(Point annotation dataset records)
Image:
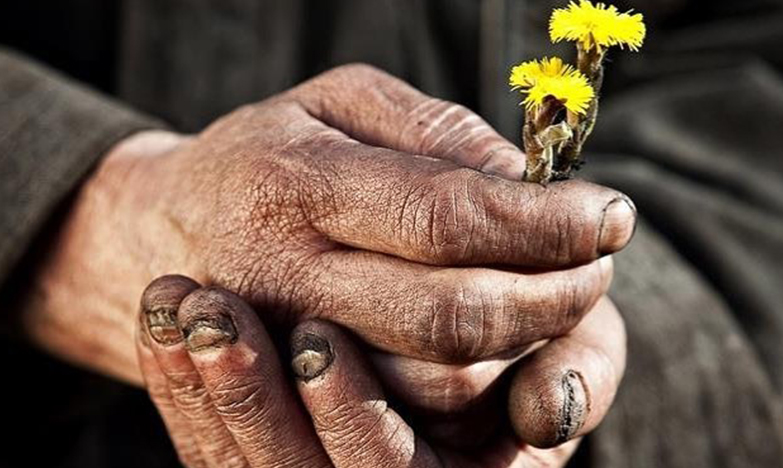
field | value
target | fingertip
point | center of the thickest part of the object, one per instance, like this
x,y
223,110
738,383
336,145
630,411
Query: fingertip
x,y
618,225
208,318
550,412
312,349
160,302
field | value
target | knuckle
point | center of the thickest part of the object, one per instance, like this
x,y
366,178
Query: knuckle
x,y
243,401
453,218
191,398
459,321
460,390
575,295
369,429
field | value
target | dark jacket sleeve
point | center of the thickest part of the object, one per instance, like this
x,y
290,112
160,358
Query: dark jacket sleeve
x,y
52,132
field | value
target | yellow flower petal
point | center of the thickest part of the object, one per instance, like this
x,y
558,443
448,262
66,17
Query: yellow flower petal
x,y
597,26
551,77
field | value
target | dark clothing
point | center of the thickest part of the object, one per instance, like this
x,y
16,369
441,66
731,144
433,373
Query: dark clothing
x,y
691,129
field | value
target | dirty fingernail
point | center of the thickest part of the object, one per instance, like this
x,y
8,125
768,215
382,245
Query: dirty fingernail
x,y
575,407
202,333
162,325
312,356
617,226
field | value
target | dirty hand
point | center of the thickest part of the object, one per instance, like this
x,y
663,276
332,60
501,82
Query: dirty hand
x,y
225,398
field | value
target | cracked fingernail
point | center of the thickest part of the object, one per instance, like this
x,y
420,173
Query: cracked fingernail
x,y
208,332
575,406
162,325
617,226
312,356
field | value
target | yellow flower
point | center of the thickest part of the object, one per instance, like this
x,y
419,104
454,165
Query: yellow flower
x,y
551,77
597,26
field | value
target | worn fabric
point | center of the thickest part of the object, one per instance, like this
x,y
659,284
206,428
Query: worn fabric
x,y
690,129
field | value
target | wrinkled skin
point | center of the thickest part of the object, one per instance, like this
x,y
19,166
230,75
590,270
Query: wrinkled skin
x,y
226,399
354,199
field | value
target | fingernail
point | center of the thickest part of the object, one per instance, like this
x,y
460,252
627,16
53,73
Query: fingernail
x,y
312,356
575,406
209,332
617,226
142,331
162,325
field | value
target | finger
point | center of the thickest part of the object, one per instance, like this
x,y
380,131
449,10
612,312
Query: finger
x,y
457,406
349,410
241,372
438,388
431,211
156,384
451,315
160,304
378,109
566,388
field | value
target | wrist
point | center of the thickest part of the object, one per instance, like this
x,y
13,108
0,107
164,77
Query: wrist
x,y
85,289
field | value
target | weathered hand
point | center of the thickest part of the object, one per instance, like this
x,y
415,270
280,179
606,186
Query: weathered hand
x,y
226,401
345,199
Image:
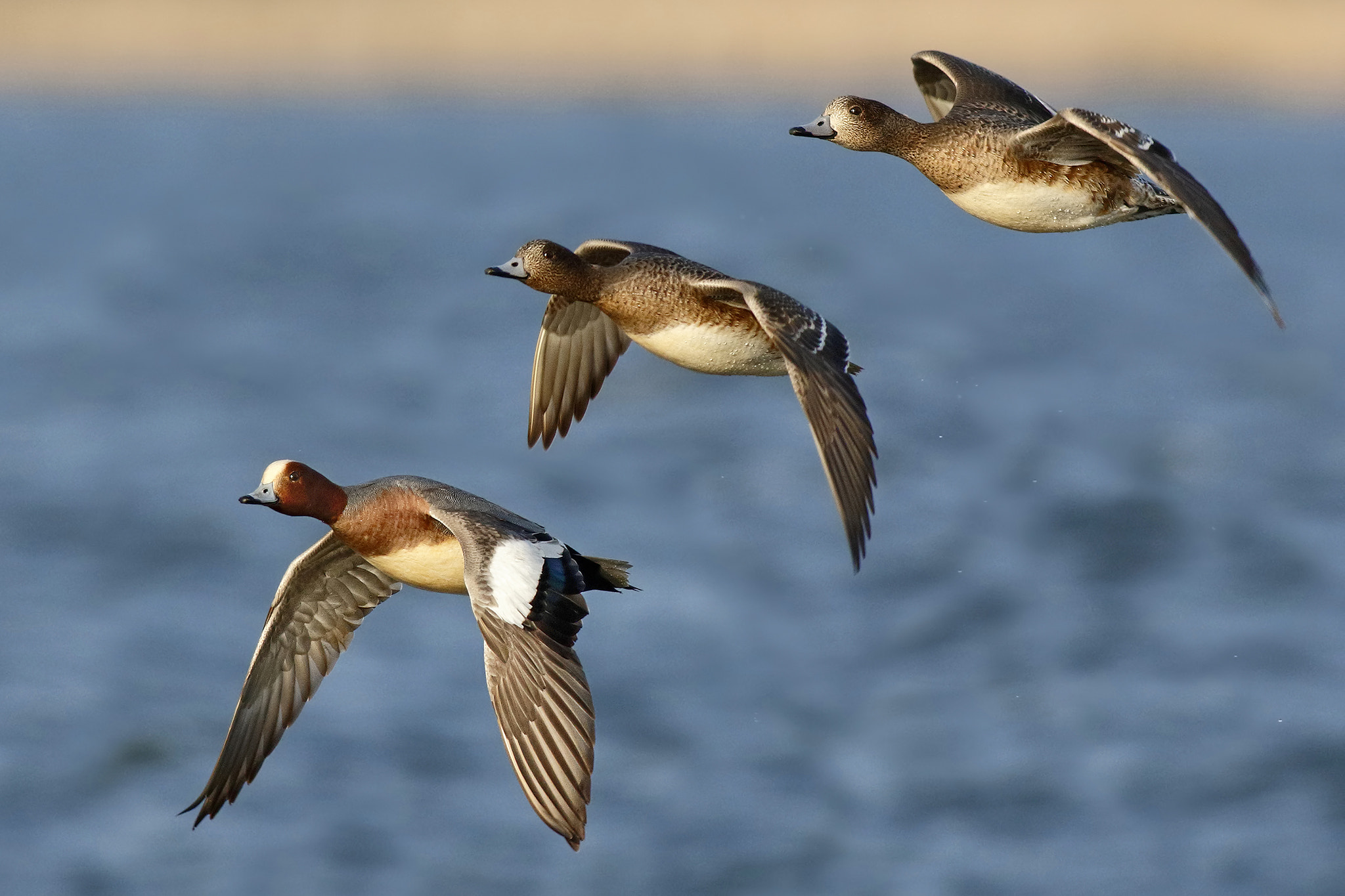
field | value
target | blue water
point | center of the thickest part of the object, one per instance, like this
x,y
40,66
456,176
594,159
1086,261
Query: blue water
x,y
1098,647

**Exercise**
Will you gather every line in the items above that contains the word "weathered" and copy each one? Treat case as significant, so only matches with the same capitalization count.

**Correct result**
target | weathered hand
Query: weathered hand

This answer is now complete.